_Exercise brief_
Continue the text on the MeGaPho gas scrubbing and photocatalysis project from its last sentence.

To implement the combination technology of modified gas scrubbing and selectivity-enhanced photocatalysts, MeGaPho is working on two different tasks:

In the first task, the two-stage process for the innovative combination of gas scrubbers and photocatalytic reactors for the purification of complex matrices in biogenic and industrial environments is being developed. During the development of the scrubbing modules, both continuous and alternating batch operation at different pH values are to be investigated in order to increase the solubility or possibilities for chemical fixation of the compounds to be washed out. In addition, the process requires a suitable filtration or sedimentation unit. Among other things, packed columns are used as a starting point for transferring the pollutants from the gas phase to the water phase. The scrubbing modules developed in this way are also equipped with photocatalytic reactors, which are designed to significantly reduce the organic load of the scrubbing water. The technical target parameters specified by the TA-Luft (at least 70% NH₃, dust and bioaerosol reduction) are to be achieved and exceeded at this point.

The artificially illuminated photocatalytic reactors for cleaning the gas phase must contain a suitable foldable support structure with an innovative geometry to increase the reactive surface area. Extensive fluid dynamic modeling will contribute to this. The installation of a drying stage must be examined in order to reduce the water load. This will significantly increase the effectiveness of an additional ozonation unit as a “booster” for photocatalysis. In addition, materials for concentrating the VVOCs out of the gas stream are being investigated in order to increase the degradation efficiency at the catalyst and enable alternative utilization of the concentrated methane gas matrix.

_Listed records_
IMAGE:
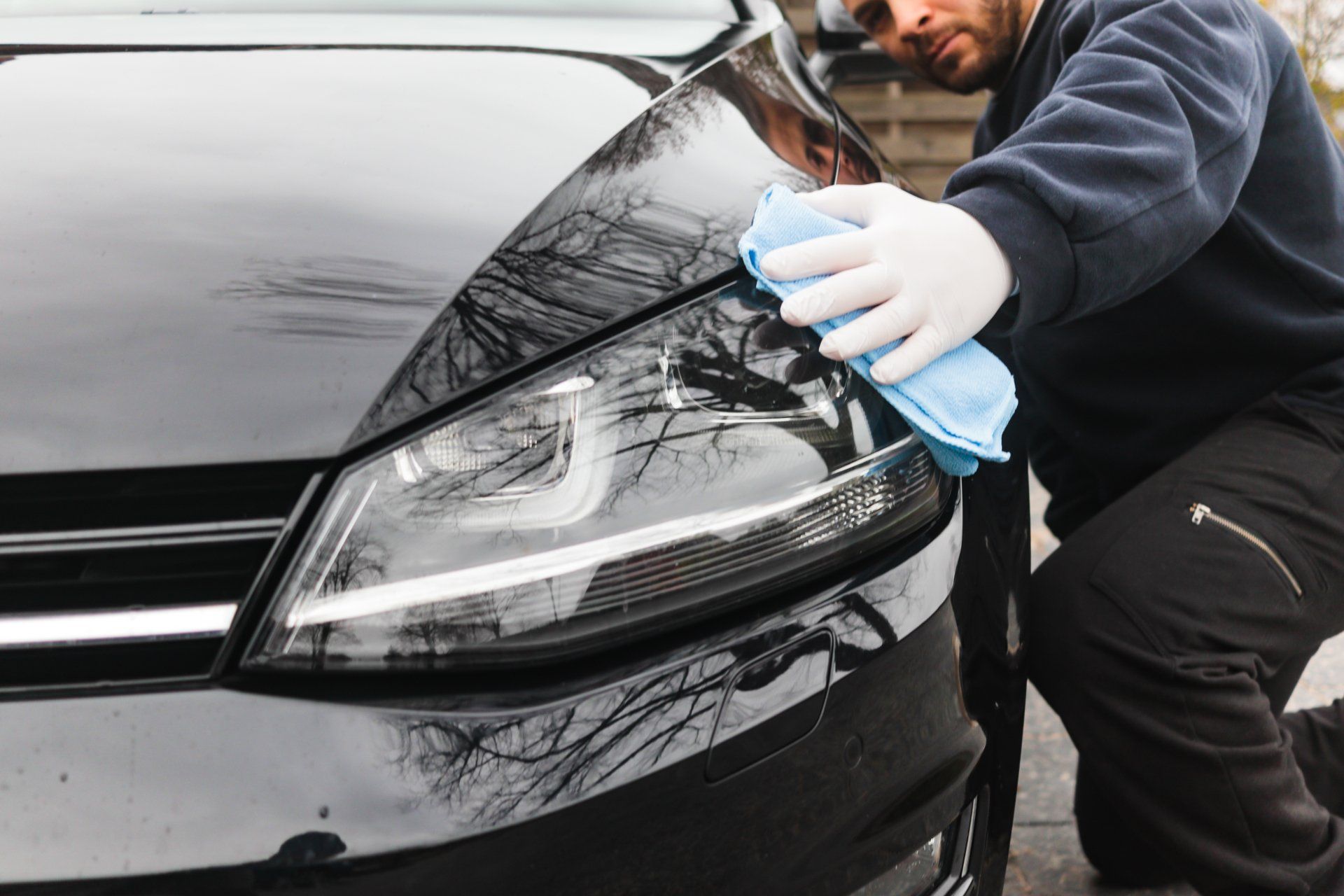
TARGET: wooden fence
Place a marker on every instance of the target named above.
(924, 130)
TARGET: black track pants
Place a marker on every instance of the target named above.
(1168, 633)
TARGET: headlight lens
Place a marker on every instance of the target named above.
(672, 472)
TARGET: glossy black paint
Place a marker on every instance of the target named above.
(596, 777)
(606, 767)
(214, 261)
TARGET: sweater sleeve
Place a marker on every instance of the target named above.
(1132, 162)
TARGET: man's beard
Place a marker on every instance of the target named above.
(996, 35)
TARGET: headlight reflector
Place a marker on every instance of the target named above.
(672, 472)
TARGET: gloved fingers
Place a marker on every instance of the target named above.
(889, 321)
(855, 203)
(820, 255)
(848, 290)
(911, 356)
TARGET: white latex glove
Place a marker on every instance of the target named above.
(929, 272)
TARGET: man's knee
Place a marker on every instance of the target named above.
(1109, 841)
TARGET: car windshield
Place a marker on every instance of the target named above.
(625, 8)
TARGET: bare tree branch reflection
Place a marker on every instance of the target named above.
(340, 298)
(610, 238)
(493, 771)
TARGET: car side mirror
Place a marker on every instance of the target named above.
(846, 54)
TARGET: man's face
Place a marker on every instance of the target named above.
(958, 45)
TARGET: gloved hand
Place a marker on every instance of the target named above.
(929, 272)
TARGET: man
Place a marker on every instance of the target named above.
(1156, 220)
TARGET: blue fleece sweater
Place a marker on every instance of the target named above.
(1174, 207)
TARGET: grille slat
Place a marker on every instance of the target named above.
(121, 554)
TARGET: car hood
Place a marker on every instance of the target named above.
(218, 251)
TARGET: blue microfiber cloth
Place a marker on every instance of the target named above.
(958, 405)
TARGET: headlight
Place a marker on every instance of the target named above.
(672, 472)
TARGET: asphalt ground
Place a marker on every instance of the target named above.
(1046, 859)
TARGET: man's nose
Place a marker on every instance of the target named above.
(913, 19)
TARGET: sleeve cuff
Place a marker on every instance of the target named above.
(1035, 245)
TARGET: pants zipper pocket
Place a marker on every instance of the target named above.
(1199, 512)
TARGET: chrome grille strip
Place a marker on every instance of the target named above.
(139, 536)
(115, 626)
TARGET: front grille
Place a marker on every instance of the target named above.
(108, 578)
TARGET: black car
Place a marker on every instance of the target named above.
(405, 491)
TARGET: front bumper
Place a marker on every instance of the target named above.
(806, 748)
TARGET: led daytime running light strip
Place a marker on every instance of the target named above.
(517, 571)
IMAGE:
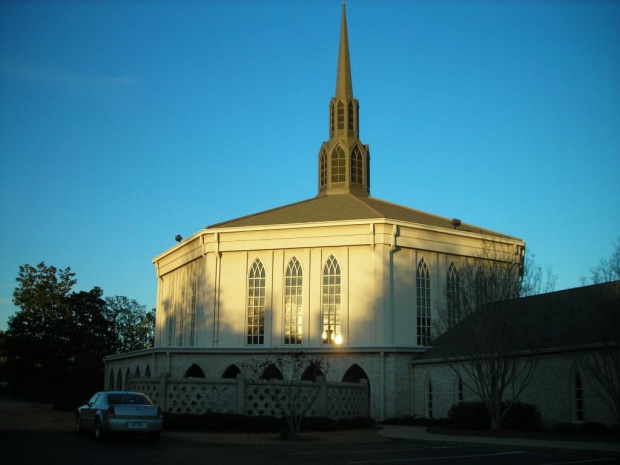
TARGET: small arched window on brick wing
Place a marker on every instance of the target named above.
(453, 294)
(357, 166)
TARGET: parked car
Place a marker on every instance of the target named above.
(120, 412)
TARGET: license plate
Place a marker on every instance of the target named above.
(136, 425)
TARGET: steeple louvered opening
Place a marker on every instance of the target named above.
(343, 159)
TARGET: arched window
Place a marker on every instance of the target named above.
(170, 308)
(180, 310)
(256, 304)
(578, 392)
(323, 169)
(332, 294)
(354, 374)
(272, 372)
(429, 398)
(194, 371)
(458, 390)
(453, 293)
(338, 165)
(351, 114)
(231, 372)
(423, 304)
(357, 168)
(481, 289)
(340, 115)
(293, 309)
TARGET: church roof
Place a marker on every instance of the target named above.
(556, 321)
(346, 207)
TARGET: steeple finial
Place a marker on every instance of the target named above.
(344, 88)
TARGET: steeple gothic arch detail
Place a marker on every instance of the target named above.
(343, 163)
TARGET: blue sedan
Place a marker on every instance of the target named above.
(120, 412)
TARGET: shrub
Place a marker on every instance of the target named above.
(522, 417)
(318, 424)
(593, 427)
(408, 420)
(469, 415)
(564, 428)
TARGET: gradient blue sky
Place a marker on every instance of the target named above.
(123, 124)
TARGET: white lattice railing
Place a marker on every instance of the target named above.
(336, 400)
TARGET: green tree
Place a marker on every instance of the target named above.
(36, 335)
(131, 326)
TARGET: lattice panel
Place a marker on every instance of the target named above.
(151, 389)
(347, 403)
(200, 398)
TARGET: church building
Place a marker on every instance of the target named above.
(342, 275)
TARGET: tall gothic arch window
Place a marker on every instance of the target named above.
(423, 303)
(481, 289)
(356, 166)
(331, 304)
(293, 311)
(323, 169)
(181, 311)
(453, 293)
(338, 165)
(351, 114)
(429, 398)
(256, 304)
(340, 115)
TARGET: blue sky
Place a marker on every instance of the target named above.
(123, 124)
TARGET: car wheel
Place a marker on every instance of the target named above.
(98, 430)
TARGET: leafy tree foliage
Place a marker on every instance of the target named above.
(132, 327)
(56, 341)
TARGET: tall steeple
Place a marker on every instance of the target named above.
(344, 162)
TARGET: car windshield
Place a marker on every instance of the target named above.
(122, 399)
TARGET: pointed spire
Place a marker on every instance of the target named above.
(344, 88)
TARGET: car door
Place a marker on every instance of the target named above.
(89, 413)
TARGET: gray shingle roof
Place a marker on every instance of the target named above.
(346, 207)
(560, 320)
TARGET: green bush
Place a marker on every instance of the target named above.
(522, 417)
(563, 428)
(593, 427)
(469, 415)
(318, 424)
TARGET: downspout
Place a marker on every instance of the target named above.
(216, 292)
(382, 385)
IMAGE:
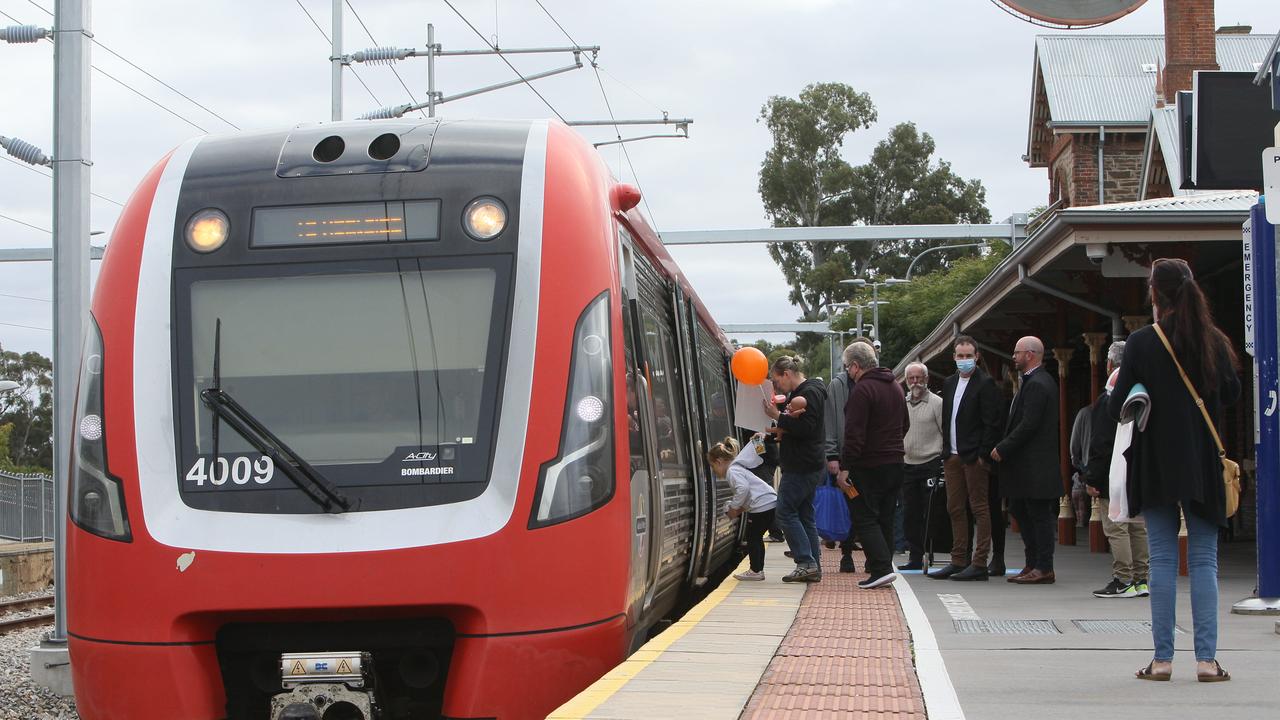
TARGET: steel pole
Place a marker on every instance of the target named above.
(1266, 411)
(876, 310)
(336, 64)
(430, 71)
(71, 258)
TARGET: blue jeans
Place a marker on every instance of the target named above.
(795, 515)
(1202, 565)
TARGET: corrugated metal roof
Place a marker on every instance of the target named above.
(1234, 200)
(1098, 78)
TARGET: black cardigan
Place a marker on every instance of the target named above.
(1174, 460)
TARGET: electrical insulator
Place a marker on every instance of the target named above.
(380, 55)
(24, 151)
(24, 33)
(385, 113)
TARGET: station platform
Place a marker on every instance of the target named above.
(938, 650)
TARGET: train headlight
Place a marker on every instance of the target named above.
(580, 478)
(485, 218)
(208, 229)
(96, 501)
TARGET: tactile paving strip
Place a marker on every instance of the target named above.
(1006, 627)
(846, 655)
(1119, 627)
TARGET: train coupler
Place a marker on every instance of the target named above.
(325, 686)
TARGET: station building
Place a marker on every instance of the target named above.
(1101, 128)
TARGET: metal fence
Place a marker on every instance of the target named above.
(26, 507)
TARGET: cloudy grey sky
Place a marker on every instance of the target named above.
(960, 69)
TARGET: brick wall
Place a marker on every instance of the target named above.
(1189, 42)
(1074, 171)
(1121, 165)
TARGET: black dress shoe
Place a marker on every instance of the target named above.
(970, 573)
(946, 572)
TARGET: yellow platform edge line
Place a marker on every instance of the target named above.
(584, 702)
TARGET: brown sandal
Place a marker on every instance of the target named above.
(1148, 674)
(1217, 677)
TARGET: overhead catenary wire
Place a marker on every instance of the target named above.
(28, 327)
(44, 174)
(325, 35)
(24, 223)
(127, 86)
(135, 65)
(361, 21)
(24, 297)
(503, 58)
(608, 106)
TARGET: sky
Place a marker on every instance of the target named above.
(960, 69)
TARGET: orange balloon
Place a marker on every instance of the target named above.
(750, 367)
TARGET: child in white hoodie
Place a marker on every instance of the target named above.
(750, 495)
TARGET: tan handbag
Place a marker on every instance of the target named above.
(1230, 468)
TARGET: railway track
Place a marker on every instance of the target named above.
(9, 624)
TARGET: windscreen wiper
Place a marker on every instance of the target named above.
(298, 470)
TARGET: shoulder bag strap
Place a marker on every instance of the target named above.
(1221, 451)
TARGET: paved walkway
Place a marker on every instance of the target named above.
(769, 651)
(940, 650)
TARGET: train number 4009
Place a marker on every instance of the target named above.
(240, 470)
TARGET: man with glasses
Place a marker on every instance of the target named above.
(1028, 456)
(922, 456)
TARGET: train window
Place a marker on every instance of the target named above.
(382, 378)
(346, 223)
(717, 399)
(666, 405)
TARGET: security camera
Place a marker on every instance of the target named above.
(1097, 253)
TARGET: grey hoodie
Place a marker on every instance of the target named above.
(837, 395)
(750, 493)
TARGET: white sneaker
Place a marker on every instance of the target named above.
(878, 582)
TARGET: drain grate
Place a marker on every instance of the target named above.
(1119, 627)
(1006, 627)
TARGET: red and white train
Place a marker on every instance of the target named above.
(397, 419)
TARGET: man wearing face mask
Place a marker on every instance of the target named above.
(970, 410)
(923, 458)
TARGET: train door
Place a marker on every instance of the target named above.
(658, 349)
(700, 473)
(643, 454)
(717, 424)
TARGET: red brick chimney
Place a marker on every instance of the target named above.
(1189, 42)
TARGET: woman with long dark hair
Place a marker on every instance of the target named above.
(1174, 463)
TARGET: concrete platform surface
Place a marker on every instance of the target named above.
(772, 650)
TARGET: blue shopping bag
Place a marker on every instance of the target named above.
(831, 513)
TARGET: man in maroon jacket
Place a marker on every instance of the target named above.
(871, 459)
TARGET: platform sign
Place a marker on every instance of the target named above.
(1271, 183)
(1248, 287)
(1266, 411)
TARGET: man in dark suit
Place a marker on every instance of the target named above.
(1028, 456)
(970, 418)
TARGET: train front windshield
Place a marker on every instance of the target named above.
(384, 378)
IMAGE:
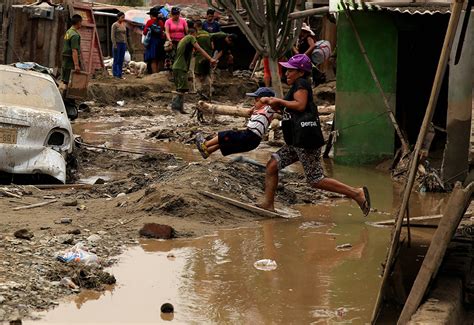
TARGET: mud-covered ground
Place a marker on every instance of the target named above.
(146, 186)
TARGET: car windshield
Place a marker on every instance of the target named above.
(24, 89)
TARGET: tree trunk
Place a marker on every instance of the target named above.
(276, 80)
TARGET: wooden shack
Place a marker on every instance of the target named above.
(41, 46)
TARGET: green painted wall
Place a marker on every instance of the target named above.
(366, 134)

_Output_
In the second task, novel Titanium dioxide (TiO₂) photocatalysts are being developed for the water and gas phase. For the new development of photocatalytic surfaces for use in the water phase, these are applied to a carrier framework (stainless steel, carbon fiber), which is electrically conductive. The project will develop a suitable electrode material and characterize the electrochemical parameters so that electrolysis is excluded. This poses a particular challenge due to the varying properties (ionic strength, pH value) of the aqueous solution. The usefulness of this reactor modification is that the anodic switching of the photocatalyst in the aqueous phase can suppress calcification on the one hand and recombination of the electron-hole pairs on the other.

In addition, different methods for modifying the photocatalytic particles and surfaces are developed and compared both before and after coating. The coatability of the modified particles must then be investigated and the geometry and surface properties of the carrier materials adapted (e.g. using primers). The aim is to partially hydrophobize the superhydrophilic TiO₂ surface in the excited state so that the residence time of hydrophobic gas molecules (VVOC) on the catalyst is increased. In this way, even small non-polar molecules within the real matrix should be photocatalytically oxidizable.

In this way, the project aims to reduce greenhouse gas emissions in two ways, as it is intended to prevent potent greenhouse gases such as methane from entering the atmosphere and at the same time minimize the use of adsorption filters and the associated CO₂ emissions if used appropriately. The project deliberately focuses on processes with low methane concentrations in complex exhaust gas matrices in order to close the existing technological gap. During the development of the process, the focus is on captured material flows.